Data records:
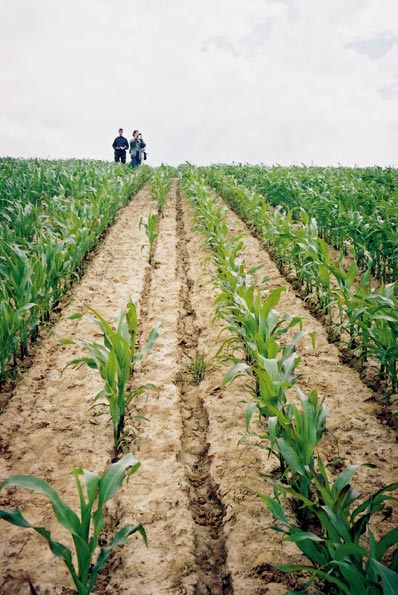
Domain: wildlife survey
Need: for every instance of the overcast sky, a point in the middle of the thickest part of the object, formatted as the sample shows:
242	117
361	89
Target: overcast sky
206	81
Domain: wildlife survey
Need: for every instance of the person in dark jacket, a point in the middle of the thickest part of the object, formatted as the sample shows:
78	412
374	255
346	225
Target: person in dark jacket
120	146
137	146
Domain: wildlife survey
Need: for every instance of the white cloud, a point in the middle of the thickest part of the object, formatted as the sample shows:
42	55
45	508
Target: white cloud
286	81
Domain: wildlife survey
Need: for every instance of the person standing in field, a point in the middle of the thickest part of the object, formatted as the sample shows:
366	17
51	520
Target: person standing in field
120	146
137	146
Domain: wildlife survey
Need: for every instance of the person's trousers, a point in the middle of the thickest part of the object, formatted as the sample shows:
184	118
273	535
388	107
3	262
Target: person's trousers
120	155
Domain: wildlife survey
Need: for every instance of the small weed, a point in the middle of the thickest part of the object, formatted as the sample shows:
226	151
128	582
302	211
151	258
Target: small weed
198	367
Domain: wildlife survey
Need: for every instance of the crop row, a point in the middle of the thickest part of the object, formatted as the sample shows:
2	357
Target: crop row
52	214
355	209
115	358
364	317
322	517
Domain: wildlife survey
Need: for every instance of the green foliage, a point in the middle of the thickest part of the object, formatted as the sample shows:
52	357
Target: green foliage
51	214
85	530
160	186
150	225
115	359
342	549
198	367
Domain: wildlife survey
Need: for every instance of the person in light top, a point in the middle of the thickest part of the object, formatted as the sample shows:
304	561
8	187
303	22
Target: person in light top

Task to carry out: Among the entries above, which lines include "shows"? List them all.

Answer for the task:
Need: for every instance of the overcast sky, a point in the middle of the thickest part of the object, formatted as the sample shows:
Need: for every instance of the person in dark jacket, a point in the middle of the thickest part of the object, formatted as the sample shows:
Need: for every instance of the white cloud, a point in the middle of the thickest part of the object, formatted as the sample shows:
Need: for every instance of the person standing in field, a point in the middle of the thickest part of the object, formatted as the sample shows:
Need: for every instance of the person's trousers, a point in the middle of the thickest part of the object, formatted as the sample shows:
Need: for every instance of the small weed, a point in the middle of the thickest part of the object, formatted as the sample shows:
Need: for every instance of the crop row, a point in the middle of the thickest part of the object, formatted as the sample shows:
Need: for every instance of the green foliage, a point in the middle of the thickest part of the object, formatted as the sample shows:
Need: for every instance of the person in light top, a point in the middle of the thickest part of the object, formatted as the sample shows:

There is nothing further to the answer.